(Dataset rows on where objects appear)
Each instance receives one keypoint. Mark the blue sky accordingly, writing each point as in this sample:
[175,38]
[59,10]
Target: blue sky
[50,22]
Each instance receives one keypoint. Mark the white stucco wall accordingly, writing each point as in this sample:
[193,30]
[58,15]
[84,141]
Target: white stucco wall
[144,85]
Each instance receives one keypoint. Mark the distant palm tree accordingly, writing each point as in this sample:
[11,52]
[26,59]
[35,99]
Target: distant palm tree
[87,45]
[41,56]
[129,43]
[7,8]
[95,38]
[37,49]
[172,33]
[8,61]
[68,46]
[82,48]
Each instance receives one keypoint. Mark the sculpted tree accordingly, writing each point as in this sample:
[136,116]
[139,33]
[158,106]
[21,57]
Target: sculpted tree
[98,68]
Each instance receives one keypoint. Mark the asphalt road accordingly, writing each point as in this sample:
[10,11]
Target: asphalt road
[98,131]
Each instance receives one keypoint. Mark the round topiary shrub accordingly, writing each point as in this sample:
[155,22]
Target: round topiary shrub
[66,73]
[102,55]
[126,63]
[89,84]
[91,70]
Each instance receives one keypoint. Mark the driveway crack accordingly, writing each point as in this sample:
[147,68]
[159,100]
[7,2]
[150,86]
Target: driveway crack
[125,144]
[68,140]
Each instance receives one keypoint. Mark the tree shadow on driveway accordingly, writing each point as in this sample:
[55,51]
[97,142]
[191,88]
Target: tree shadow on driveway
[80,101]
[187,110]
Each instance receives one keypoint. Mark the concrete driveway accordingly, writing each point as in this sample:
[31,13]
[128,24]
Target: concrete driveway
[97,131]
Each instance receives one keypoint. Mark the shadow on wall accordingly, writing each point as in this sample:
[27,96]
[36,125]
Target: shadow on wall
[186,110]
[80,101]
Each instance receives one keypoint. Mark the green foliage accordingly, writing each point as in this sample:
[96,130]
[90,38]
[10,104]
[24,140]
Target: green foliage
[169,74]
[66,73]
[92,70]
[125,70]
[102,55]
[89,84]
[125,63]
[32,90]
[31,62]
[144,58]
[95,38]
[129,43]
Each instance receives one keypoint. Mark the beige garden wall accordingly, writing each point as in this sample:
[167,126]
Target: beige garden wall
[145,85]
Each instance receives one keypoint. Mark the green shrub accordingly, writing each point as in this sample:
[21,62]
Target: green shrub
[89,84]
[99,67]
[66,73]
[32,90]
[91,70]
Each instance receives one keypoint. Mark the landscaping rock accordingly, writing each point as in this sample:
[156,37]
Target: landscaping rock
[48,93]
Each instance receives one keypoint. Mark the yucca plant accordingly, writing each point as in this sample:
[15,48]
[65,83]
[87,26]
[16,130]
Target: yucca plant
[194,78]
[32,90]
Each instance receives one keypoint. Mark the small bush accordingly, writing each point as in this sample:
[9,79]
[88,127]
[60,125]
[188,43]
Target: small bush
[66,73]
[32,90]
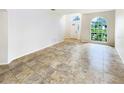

Challenge.
Collect every line of the data above that contains the word "stucco" and copy each one out in full.

Answer.
Each instance receives one keypoint. Mark the white stucco wall accordingly, writing each point as in this sample:
Target: white stucco wall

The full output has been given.